Input for this task:
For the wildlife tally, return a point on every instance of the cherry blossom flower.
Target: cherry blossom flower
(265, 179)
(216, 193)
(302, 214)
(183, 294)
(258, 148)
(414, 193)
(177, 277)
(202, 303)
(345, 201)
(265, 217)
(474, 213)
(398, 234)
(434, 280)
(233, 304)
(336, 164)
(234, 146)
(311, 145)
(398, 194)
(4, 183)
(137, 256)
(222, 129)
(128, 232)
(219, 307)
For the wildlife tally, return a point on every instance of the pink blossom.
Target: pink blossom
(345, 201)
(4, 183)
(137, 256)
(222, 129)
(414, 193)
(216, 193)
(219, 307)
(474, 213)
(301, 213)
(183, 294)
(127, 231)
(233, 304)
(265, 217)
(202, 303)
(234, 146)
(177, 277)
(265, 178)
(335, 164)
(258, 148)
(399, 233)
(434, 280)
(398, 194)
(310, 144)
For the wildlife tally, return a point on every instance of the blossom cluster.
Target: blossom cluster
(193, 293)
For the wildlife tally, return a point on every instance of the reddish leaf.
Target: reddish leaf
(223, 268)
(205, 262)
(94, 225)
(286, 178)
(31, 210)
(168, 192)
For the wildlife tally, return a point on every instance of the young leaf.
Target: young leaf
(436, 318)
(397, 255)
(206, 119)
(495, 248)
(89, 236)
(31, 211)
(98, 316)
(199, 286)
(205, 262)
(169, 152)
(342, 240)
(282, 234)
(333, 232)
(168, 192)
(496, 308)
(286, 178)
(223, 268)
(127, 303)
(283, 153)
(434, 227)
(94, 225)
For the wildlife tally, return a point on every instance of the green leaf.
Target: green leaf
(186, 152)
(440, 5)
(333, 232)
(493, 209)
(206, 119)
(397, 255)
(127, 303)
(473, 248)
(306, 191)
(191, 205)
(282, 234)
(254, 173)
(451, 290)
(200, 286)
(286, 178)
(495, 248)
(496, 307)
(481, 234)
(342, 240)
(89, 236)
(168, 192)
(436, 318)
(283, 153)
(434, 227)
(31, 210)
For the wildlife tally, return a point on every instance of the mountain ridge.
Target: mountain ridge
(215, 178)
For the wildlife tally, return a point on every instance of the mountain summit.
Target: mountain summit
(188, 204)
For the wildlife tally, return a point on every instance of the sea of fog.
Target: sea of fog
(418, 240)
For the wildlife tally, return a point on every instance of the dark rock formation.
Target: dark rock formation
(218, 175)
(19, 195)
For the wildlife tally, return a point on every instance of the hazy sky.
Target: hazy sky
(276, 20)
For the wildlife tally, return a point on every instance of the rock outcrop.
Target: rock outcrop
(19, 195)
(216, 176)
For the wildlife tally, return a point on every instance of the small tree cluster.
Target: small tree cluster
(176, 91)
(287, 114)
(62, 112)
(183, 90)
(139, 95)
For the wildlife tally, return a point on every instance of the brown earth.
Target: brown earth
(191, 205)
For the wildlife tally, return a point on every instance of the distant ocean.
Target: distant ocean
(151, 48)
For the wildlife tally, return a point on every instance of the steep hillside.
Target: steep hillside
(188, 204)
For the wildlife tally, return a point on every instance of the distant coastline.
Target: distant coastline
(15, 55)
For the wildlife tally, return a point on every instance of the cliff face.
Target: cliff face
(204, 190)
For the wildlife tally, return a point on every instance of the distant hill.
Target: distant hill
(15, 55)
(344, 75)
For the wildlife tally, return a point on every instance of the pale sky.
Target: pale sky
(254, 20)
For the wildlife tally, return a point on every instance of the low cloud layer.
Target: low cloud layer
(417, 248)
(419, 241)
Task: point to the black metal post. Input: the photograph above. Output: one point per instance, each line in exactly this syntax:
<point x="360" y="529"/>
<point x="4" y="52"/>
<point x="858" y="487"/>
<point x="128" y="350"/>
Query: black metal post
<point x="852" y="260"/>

The problem: Write out only what runs from the line holding "the distant hill." through the last line of the records, exactly as shown.

Result of this task:
For the wildlife tally, return a point on every instance of the distant hill.
Target: distant hill
(15, 55)
(344, 75)
For the wildlife tally, return a point on every instance of the pale sky.
Target: pale sky
(254, 20)
For the wildlife tally, return a point on every instance of the low cloud layer.
Target: low cloud layer
(417, 248)
(419, 241)
Task: point to the black metal post. Input: the photograph above. Output: one point per instance, each line in exactly this syntax:
<point x="360" y="529"/>
<point x="4" y="52"/>
<point x="858" y="487"/>
<point x="128" y="350"/>
Query: black metal post
<point x="852" y="260"/>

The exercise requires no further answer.